Work instruction:
Look through the material and copy each line holding "branch".

___ Records for the task ___

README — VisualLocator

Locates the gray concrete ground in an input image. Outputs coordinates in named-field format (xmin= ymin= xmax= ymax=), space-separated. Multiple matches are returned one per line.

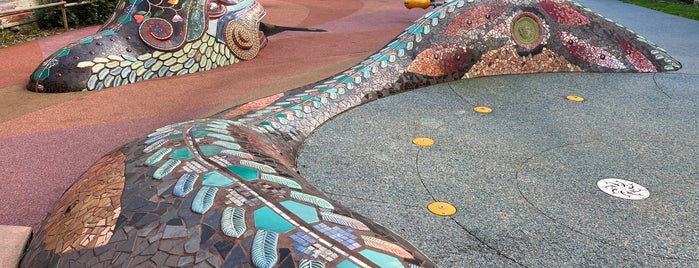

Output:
xmin=298 ymin=1 xmax=698 ymax=266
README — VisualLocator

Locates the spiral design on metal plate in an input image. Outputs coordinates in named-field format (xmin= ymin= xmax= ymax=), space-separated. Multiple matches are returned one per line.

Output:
xmin=511 ymin=12 xmax=544 ymax=50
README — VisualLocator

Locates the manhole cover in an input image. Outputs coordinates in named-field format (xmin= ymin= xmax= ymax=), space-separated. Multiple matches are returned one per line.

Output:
xmin=597 ymin=178 xmax=650 ymax=200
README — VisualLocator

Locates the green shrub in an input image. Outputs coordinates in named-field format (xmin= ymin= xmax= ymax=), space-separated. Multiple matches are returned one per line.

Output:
xmin=38 ymin=0 xmax=118 ymax=28
xmin=622 ymin=0 xmax=699 ymax=20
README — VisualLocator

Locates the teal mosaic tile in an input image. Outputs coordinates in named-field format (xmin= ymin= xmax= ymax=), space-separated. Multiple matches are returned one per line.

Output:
xmin=254 ymin=207 xmax=294 ymax=233
xmin=199 ymin=145 xmax=223 ymax=156
xmin=169 ymin=147 xmax=194 ymax=160
xmin=337 ymin=260 xmax=360 ymax=268
xmin=280 ymin=201 xmax=319 ymax=224
xmin=227 ymin=166 xmax=259 ymax=181
xmin=359 ymin=249 xmax=403 ymax=267
xmin=202 ymin=171 xmax=235 ymax=187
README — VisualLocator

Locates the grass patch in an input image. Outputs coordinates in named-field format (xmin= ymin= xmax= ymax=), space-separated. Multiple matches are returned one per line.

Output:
xmin=621 ymin=0 xmax=699 ymax=20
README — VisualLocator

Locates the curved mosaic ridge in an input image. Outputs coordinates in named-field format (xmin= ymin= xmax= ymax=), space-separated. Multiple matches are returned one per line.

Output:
xmin=22 ymin=0 xmax=680 ymax=267
xmin=27 ymin=0 xmax=267 ymax=93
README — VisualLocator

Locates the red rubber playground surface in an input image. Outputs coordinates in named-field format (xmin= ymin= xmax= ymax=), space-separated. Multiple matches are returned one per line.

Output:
xmin=0 ymin=0 xmax=425 ymax=229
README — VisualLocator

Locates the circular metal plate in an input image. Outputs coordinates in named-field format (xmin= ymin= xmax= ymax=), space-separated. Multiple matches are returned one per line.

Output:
xmin=427 ymin=201 xmax=457 ymax=216
xmin=473 ymin=106 xmax=493 ymax=114
xmin=412 ymin=137 xmax=435 ymax=147
xmin=597 ymin=178 xmax=650 ymax=200
xmin=511 ymin=12 xmax=545 ymax=50
xmin=566 ymin=95 xmax=585 ymax=102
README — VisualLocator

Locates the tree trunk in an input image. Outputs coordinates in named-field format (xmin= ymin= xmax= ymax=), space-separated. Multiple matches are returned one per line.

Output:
xmin=695 ymin=0 xmax=698 ymax=8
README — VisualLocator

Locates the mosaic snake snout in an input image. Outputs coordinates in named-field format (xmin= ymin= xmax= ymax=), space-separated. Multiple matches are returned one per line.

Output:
xmin=27 ymin=0 xmax=267 ymax=93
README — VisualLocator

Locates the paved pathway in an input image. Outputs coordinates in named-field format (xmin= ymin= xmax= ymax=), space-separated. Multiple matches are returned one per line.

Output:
xmin=299 ymin=0 xmax=698 ymax=266
xmin=0 ymin=0 xmax=424 ymax=229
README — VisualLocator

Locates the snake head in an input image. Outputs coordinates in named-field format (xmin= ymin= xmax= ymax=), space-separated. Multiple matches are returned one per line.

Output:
xmin=27 ymin=0 xmax=267 ymax=93
xmin=403 ymin=0 xmax=680 ymax=81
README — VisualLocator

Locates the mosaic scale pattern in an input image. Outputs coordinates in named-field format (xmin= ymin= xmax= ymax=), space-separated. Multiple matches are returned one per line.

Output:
xmin=22 ymin=0 xmax=680 ymax=267
xmin=27 ymin=0 xmax=266 ymax=93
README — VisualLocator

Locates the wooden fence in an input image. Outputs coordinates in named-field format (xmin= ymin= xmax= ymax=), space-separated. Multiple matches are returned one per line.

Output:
xmin=0 ymin=0 xmax=92 ymax=30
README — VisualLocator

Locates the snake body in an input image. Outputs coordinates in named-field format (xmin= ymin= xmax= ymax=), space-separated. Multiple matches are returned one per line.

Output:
xmin=22 ymin=0 xmax=680 ymax=267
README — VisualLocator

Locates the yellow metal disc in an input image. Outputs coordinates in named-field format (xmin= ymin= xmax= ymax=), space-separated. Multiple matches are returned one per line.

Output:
xmin=427 ymin=201 xmax=457 ymax=216
xmin=473 ymin=106 xmax=493 ymax=114
xmin=412 ymin=137 xmax=434 ymax=147
xmin=566 ymin=95 xmax=585 ymax=102
xmin=404 ymin=0 xmax=431 ymax=9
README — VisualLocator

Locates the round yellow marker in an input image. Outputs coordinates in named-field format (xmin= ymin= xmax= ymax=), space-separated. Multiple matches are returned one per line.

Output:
xmin=427 ymin=201 xmax=457 ymax=216
xmin=412 ymin=137 xmax=434 ymax=147
xmin=473 ymin=106 xmax=493 ymax=114
xmin=404 ymin=0 xmax=431 ymax=9
xmin=566 ymin=95 xmax=585 ymax=102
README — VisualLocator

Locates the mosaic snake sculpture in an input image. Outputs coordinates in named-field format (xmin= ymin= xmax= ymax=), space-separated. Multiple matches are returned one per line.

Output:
xmin=27 ymin=0 xmax=273 ymax=93
xmin=22 ymin=0 xmax=680 ymax=267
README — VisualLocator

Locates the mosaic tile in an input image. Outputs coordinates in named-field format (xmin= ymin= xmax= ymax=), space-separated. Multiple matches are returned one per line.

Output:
xmin=280 ymin=201 xmax=320 ymax=224
xmin=290 ymin=191 xmax=334 ymax=209
xmin=192 ymin=186 xmax=218 ymax=214
xmin=261 ymin=173 xmax=302 ymax=190
xmin=252 ymin=230 xmax=279 ymax=268
xmin=199 ymin=145 xmax=223 ymax=156
xmin=313 ymin=223 xmax=360 ymax=250
xmin=254 ymin=207 xmax=294 ymax=233
xmin=173 ymin=173 xmax=198 ymax=197
xmin=153 ymin=159 xmax=181 ymax=179
xmin=227 ymin=165 xmax=260 ymax=181
xmin=169 ymin=147 xmax=194 ymax=160
xmin=221 ymin=207 xmax=247 ymax=238
xmin=359 ymin=249 xmax=404 ymax=267
xmin=145 ymin=147 xmax=171 ymax=166
xmin=201 ymin=171 xmax=236 ymax=187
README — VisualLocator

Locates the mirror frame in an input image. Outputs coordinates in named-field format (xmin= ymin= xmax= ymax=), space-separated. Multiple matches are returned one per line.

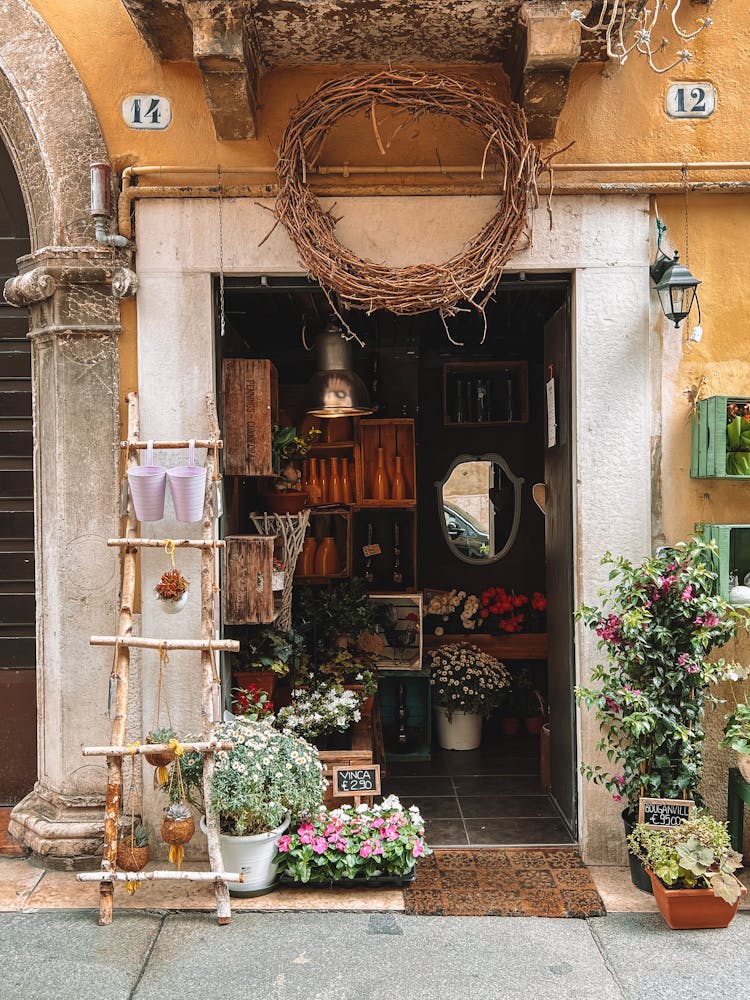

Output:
xmin=434 ymin=453 xmax=525 ymax=566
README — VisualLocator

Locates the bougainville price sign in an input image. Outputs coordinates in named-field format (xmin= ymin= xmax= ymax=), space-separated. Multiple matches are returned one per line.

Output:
xmin=333 ymin=765 xmax=381 ymax=797
xmin=638 ymin=797 xmax=695 ymax=829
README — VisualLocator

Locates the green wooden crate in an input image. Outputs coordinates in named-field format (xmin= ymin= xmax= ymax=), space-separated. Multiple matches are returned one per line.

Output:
xmin=691 ymin=395 xmax=750 ymax=479
xmin=378 ymin=670 xmax=432 ymax=762
xmin=701 ymin=523 xmax=750 ymax=599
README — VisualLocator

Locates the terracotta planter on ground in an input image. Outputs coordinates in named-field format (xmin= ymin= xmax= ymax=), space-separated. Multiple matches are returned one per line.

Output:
xmin=647 ymin=868 xmax=747 ymax=929
xmin=233 ymin=670 xmax=277 ymax=698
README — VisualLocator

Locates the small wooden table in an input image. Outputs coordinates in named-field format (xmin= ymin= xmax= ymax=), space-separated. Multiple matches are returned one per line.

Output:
xmin=727 ymin=767 xmax=750 ymax=855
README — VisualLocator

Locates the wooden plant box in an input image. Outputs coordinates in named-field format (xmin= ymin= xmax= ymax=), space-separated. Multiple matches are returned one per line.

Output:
xmin=223 ymin=534 xmax=276 ymax=624
xmin=357 ymin=419 xmax=416 ymax=507
xmin=691 ymin=395 xmax=750 ymax=479
xmin=222 ymin=359 xmax=278 ymax=477
xmin=423 ymin=632 xmax=548 ymax=661
xmin=701 ymin=523 xmax=750 ymax=601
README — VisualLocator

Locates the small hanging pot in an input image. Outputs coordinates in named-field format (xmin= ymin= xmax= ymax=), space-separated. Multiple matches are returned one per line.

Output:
xmin=116 ymin=841 xmax=150 ymax=872
xmin=162 ymin=801 xmax=195 ymax=869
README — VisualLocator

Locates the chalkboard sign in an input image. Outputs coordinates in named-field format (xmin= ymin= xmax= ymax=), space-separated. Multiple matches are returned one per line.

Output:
xmin=332 ymin=765 xmax=381 ymax=797
xmin=638 ymin=797 xmax=695 ymax=829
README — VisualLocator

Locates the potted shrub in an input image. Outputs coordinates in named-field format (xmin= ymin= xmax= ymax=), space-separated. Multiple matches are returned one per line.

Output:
xmin=229 ymin=684 xmax=274 ymax=721
xmin=295 ymin=579 xmax=378 ymax=651
xmin=627 ymin=812 xmax=746 ymax=929
xmin=155 ymin=568 xmax=189 ymax=613
xmin=263 ymin=425 xmax=321 ymax=513
xmin=429 ymin=642 xmax=510 ymax=750
xmin=144 ymin=726 xmax=178 ymax=784
xmin=275 ymin=682 xmax=363 ymax=750
xmin=719 ymin=663 xmax=750 ymax=781
xmin=191 ymin=717 xmax=325 ymax=896
xmin=232 ymin=627 xmax=304 ymax=699
xmin=275 ymin=795 xmax=431 ymax=886
xmin=575 ymin=538 xmax=742 ymax=891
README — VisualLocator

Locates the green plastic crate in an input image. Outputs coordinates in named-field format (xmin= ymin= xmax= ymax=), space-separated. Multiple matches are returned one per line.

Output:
xmin=691 ymin=396 xmax=750 ymax=479
xmin=701 ymin=523 xmax=750 ymax=599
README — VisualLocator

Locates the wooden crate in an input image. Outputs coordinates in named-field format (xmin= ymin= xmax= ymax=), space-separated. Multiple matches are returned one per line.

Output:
xmin=370 ymin=593 xmax=423 ymax=670
xmin=423 ymin=632 xmax=548 ymax=660
xmin=223 ymin=534 xmax=276 ymax=624
xmin=294 ymin=508 xmax=351 ymax=583
xmin=318 ymin=749 xmax=375 ymax=809
xmin=701 ymin=523 xmax=750 ymax=600
xmin=691 ymin=395 xmax=750 ymax=479
xmin=222 ymin=359 xmax=278 ymax=477
xmin=357 ymin=419 xmax=416 ymax=506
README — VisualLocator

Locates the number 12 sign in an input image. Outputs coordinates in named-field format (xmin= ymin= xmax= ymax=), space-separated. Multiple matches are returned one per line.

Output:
xmin=666 ymin=82 xmax=716 ymax=119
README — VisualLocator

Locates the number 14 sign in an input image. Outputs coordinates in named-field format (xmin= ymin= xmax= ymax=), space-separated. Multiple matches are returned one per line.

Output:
xmin=666 ymin=82 xmax=716 ymax=119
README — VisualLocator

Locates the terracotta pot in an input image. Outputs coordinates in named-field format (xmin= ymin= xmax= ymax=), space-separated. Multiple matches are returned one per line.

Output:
xmin=524 ymin=715 xmax=544 ymax=736
xmin=647 ymin=868 xmax=746 ymax=929
xmin=116 ymin=842 xmax=150 ymax=872
xmin=262 ymin=491 xmax=308 ymax=514
xmin=233 ymin=670 xmax=276 ymax=698
xmin=501 ymin=716 xmax=520 ymax=737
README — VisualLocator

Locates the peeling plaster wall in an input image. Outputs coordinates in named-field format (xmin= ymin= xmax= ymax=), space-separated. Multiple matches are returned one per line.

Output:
xmin=134 ymin=193 xmax=650 ymax=861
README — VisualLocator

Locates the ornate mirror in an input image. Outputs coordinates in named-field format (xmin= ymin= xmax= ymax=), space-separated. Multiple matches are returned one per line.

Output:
xmin=435 ymin=454 xmax=524 ymax=565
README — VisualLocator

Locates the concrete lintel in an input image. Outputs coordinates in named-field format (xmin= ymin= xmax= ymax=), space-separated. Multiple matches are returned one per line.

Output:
xmin=183 ymin=2 xmax=260 ymax=141
xmin=508 ymin=1 xmax=592 ymax=140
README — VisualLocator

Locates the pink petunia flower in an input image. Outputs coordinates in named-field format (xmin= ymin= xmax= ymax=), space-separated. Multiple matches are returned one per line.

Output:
xmin=412 ymin=839 xmax=425 ymax=858
xmin=277 ymin=835 xmax=291 ymax=852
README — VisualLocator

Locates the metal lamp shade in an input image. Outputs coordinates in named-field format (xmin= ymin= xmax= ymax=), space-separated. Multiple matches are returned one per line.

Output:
xmin=304 ymin=325 xmax=374 ymax=418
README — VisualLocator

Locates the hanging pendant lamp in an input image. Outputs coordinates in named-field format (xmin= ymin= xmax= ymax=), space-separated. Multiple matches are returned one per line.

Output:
xmin=304 ymin=322 xmax=374 ymax=418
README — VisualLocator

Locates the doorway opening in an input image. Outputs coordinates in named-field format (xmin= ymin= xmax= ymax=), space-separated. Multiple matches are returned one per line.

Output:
xmin=216 ymin=273 xmax=576 ymax=847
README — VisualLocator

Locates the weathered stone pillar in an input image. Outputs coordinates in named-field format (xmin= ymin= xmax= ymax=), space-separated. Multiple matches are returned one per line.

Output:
xmin=6 ymin=247 xmax=128 ymax=869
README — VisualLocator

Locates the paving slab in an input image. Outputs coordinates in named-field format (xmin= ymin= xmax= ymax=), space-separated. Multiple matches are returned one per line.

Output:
xmin=133 ymin=911 xmax=623 ymax=1000
xmin=0 ymin=910 xmax=163 ymax=1000
xmin=590 ymin=912 xmax=750 ymax=1000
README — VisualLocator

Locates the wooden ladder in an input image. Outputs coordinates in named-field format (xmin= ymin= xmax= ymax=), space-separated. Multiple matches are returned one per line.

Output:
xmin=77 ymin=391 xmax=242 ymax=925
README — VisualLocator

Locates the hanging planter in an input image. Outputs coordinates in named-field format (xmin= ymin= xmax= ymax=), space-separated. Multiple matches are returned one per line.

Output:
xmin=167 ymin=439 xmax=207 ymax=522
xmin=127 ymin=440 xmax=167 ymax=521
xmin=161 ymin=801 xmax=195 ymax=870
xmin=155 ymin=569 xmax=189 ymax=612
xmin=144 ymin=726 xmax=177 ymax=784
xmin=116 ymin=823 xmax=150 ymax=873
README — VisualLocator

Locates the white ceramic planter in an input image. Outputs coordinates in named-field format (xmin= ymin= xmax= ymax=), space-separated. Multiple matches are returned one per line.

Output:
xmin=159 ymin=591 xmax=189 ymax=614
xmin=435 ymin=706 xmax=482 ymax=750
xmin=201 ymin=814 xmax=290 ymax=897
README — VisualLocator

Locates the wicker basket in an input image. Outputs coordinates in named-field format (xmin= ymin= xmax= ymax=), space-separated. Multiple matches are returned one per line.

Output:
xmin=116 ymin=843 xmax=150 ymax=871
xmin=161 ymin=815 xmax=195 ymax=846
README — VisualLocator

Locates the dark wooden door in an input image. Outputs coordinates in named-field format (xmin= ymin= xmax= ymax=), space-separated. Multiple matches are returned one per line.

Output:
xmin=0 ymin=138 xmax=35 ymax=805
xmin=543 ymin=302 xmax=576 ymax=835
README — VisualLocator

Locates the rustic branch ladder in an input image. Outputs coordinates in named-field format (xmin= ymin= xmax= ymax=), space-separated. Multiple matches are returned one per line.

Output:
xmin=78 ymin=391 xmax=243 ymax=925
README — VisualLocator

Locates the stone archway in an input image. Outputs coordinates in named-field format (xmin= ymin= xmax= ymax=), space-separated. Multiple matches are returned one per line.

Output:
xmin=1 ymin=0 xmax=125 ymax=865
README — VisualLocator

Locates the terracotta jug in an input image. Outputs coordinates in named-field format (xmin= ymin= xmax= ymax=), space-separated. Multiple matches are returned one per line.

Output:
xmin=328 ymin=456 xmax=342 ymax=504
xmin=307 ymin=458 xmax=322 ymax=506
xmin=341 ymin=458 xmax=353 ymax=503
xmin=314 ymin=536 xmax=341 ymax=576
xmin=372 ymin=446 xmax=390 ymax=501
xmin=297 ymin=536 xmax=318 ymax=577
xmin=390 ymin=455 xmax=406 ymax=500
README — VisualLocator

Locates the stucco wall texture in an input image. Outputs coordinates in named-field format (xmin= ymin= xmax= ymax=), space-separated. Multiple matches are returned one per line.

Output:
xmin=17 ymin=2 xmax=750 ymax=856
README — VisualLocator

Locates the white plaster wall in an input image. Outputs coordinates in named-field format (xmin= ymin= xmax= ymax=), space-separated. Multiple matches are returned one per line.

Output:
xmin=136 ymin=194 xmax=652 ymax=861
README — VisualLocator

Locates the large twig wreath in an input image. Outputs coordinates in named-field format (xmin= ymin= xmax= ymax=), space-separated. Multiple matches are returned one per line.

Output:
xmin=274 ymin=69 xmax=542 ymax=326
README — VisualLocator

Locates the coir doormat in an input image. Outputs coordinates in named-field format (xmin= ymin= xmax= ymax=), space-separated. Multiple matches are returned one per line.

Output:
xmin=403 ymin=848 xmax=606 ymax=917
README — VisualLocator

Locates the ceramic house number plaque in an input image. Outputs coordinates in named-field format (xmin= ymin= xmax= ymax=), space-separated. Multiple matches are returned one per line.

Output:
xmin=121 ymin=94 xmax=172 ymax=130
xmin=666 ymin=83 xmax=716 ymax=119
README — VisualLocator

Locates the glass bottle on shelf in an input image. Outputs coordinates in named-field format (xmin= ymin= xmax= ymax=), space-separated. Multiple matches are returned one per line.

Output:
xmin=454 ymin=378 xmax=467 ymax=423
xmin=392 ymin=521 xmax=403 ymax=587
xmin=503 ymin=369 xmax=515 ymax=422
xmin=341 ymin=458 xmax=353 ymax=503
xmin=307 ymin=458 xmax=322 ymax=505
xmin=465 ymin=379 xmax=476 ymax=423
xmin=396 ymin=681 xmax=410 ymax=749
xmin=475 ymin=379 xmax=489 ymax=422
xmin=364 ymin=522 xmax=375 ymax=585
xmin=318 ymin=458 xmax=329 ymax=505
xmin=328 ymin=456 xmax=342 ymax=504
xmin=372 ymin=446 xmax=390 ymax=500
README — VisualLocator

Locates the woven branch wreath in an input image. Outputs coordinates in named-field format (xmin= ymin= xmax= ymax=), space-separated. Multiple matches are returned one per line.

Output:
xmin=274 ymin=69 xmax=542 ymax=319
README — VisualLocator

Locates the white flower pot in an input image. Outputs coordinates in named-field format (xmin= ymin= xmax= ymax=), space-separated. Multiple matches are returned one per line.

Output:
xmin=201 ymin=814 xmax=290 ymax=897
xmin=435 ymin=706 xmax=482 ymax=750
xmin=159 ymin=591 xmax=189 ymax=614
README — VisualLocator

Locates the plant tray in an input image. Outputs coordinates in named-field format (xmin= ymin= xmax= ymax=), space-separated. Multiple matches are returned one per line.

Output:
xmin=278 ymin=869 xmax=417 ymax=889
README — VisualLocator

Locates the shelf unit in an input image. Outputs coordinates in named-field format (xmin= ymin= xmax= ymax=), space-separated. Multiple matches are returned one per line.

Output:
xmin=442 ymin=360 xmax=529 ymax=427
xmin=357 ymin=418 xmax=416 ymax=507
xmin=294 ymin=507 xmax=352 ymax=583
xmin=701 ymin=523 xmax=750 ymax=601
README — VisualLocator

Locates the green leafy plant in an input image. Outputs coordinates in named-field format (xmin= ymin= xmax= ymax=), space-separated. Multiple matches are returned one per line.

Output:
xmin=317 ymin=648 xmax=377 ymax=686
xmin=272 ymin=424 xmax=322 ymax=467
xmin=231 ymin=685 xmax=274 ymax=721
xmin=429 ymin=642 xmax=510 ymax=720
xmin=627 ymin=812 xmax=744 ymax=904
xmin=274 ymin=796 xmax=431 ymax=884
xmin=575 ymin=538 xmax=743 ymax=811
xmin=146 ymin=726 xmax=177 ymax=744
xmin=718 ymin=662 xmax=750 ymax=756
xmin=121 ymin=822 xmax=149 ymax=849
xmin=235 ymin=627 xmax=305 ymax=678
xmin=295 ymin=579 xmax=378 ymax=646
xmin=203 ymin=718 xmax=325 ymax=836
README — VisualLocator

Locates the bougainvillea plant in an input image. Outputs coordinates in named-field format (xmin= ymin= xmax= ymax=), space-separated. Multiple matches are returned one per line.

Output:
xmin=575 ymin=538 xmax=744 ymax=813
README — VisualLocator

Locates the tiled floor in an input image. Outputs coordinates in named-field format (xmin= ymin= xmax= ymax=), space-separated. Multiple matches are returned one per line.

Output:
xmin=383 ymin=737 xmax=575 ymax=848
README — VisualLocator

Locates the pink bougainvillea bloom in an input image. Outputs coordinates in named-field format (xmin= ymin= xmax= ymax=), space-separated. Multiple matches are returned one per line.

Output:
xmin=681 ymin=585 xmax=694 ymax=602
xmin=686 ymin=663 xmax=700 ymax=674
xmin=312 ymin=836 xmax=328 ymax=855
xmin=412 ymin=840 xmax=425 ymax=858
xmin=612 ymin=794 xmax=622 ymax=803
xmin=277 ymin=835 xmax=291 ymax=852
xmin=613 ymin=774 xmax=625 ymax=788
xmin=605 ymin=697 xmax=621 ymax=713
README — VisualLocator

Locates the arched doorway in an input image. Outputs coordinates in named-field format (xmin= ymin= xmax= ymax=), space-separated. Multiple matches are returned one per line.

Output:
xmin=0 ymin=136 xmax=34 ymax=804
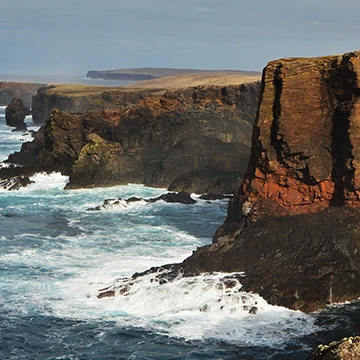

___

Solution to the problem:
Locates the rustic branch ladder in an input image. Outputs coordinates in named-field format (xmin= ymin= xmax= ymax=), space-separated. Multiple matches are returned one per line.
Locates the woven branch wreath in an input image. Outputs coordinates in named-field format (xmin= ymin= xmax= ymax=), space-separated. Multiple matches are returned one per line.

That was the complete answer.